### [Stated exercise]
Reproduce word for word the data running from the line that contains "[ ] locate the golden brown pancake" up to and including the line that contains "Target: person". Leave the pictures out of your answer.

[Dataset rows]
--------------------------------

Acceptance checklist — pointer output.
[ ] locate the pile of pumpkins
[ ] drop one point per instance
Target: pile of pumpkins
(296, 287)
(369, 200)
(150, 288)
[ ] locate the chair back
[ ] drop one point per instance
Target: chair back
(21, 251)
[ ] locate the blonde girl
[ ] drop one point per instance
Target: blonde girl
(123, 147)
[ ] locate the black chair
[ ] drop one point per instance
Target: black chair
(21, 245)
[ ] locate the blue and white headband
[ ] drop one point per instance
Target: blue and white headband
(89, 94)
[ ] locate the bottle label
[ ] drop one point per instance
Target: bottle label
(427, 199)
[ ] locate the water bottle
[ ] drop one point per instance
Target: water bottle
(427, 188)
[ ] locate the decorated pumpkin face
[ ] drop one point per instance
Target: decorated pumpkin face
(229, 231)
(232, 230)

--------------------------------

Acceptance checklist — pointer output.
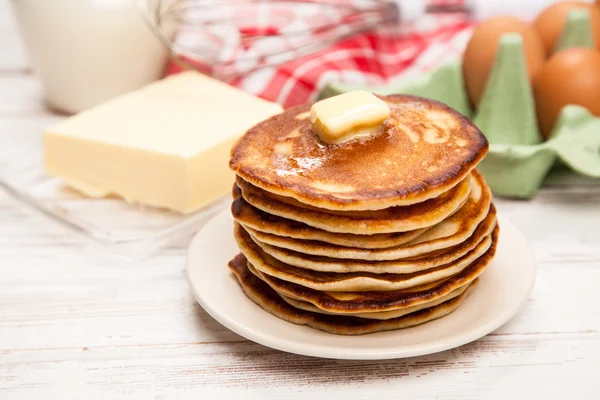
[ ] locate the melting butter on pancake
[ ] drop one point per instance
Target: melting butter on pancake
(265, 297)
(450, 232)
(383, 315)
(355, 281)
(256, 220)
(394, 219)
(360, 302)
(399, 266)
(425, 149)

--------------------------------

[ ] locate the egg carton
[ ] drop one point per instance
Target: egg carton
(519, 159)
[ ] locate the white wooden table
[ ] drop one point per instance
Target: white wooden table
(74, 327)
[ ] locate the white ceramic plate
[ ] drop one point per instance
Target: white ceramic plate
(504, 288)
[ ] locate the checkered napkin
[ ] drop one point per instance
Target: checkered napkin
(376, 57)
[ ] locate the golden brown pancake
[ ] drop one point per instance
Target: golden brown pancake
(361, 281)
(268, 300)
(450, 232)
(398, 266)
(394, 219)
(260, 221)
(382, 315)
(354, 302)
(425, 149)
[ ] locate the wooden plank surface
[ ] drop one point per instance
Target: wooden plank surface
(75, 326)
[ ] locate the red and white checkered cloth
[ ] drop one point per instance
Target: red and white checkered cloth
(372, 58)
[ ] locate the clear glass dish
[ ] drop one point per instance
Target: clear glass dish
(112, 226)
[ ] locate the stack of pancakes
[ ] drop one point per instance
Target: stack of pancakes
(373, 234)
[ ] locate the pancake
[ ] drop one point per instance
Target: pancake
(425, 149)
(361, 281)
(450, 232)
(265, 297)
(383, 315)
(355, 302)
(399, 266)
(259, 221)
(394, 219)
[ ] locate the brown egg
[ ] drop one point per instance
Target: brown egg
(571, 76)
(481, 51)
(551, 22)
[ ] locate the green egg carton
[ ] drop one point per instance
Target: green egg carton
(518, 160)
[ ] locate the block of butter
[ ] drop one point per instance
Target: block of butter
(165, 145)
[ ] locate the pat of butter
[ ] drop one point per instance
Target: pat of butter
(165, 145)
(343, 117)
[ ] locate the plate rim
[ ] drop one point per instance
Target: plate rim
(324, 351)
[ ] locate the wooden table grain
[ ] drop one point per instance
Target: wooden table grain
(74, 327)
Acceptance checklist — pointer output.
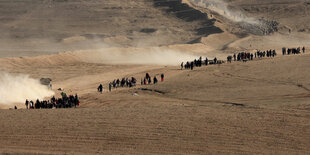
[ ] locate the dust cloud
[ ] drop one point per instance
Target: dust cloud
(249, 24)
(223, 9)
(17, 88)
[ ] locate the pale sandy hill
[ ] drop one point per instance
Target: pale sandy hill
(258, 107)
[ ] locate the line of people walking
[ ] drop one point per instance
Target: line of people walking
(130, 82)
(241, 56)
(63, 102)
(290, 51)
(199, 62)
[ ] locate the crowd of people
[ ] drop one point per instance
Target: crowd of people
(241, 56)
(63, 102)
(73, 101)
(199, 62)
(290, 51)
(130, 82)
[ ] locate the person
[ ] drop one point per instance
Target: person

--------------------------------

### [The solution]
[ ] locate the golden brown pancake
[ ] drop one point per instance
Target: golden brown pancake
(361, 281)
(268, 300)
(450, 232)
(398, 266)
(394, 219)
(260, 221)
(382, 315)
(354, 302)
(425, 149)
[ ] locate the wooden plank surface
[ ] drop one point per instance
Target: wooden plank surface
(75, 326)
[ ] locate the red and white checkered cloth
[ ] drop one point per instance
Target: red and white checkered cloth
(372, 58)
[ ] locate the clear glass dish
[ ] drop one point per instance
Target: clear glass dish
(112, 226)
[ ] locate the stack of pancakes
[ ] drop one point per instance
Target: stack of pancakes
(373, 234)
[ ] locate the pancake
[ ] drop one point per instance
Target: pancake
(425, 149)
(361, 281)
(450, 232)
(265, 297)
(383, 315)
(355, 302)
(399, 266)
(259, 221)
(394, 219)
[ ] locate the brown egg
[ ] drop one point per instance
Target: brown egg
(571, 76)
(481, 51)
(551, 22)
[ ] locate the green egg carton
[ ] drop one point per instance
Target: green egg carton
(518, 160)
[ ] locate the block of butter
[ ] drop one point per instance
Target: block of butter
(165, 145)
[ ] locate the pat of butter
[ ] drop one point per instance
Target: pat of butter
(165, 145)
(343, 117)
[ ] locate the plate rim
[ ] drop one point per instance
Target: plate rim
(324, 351)
[ ] locate the wooden table grain
[ ] drop one point per instance
Target: wooden table grain
(74, 327)
Acceptance checklist — pointer output.
[ ] locate the dust cloud
[ ] drop one point per instance
Target: dust cloud
(249, 24)
(223, 9)
(17, 88)
[ ] locate the pale sandy hill
[ ] drop one point per instance
Target: pale sandy hill
(258, 107)
[ ] locate the line of people walking
[ ] drop one point per instance
Target: line of people walking
(130, 82)
(241, 56)
(63, 102)
(290, 51)
(199, 62)
[ ] locate the crowd of people
[ ] drop one point per instance
Target: crowd of people
(241, 56)
(63, 102)
(73, 101)
(199, 62)
(290, 51)
(130, 82)
[ ] locate the person
[ ] drop one point per instance
Target: person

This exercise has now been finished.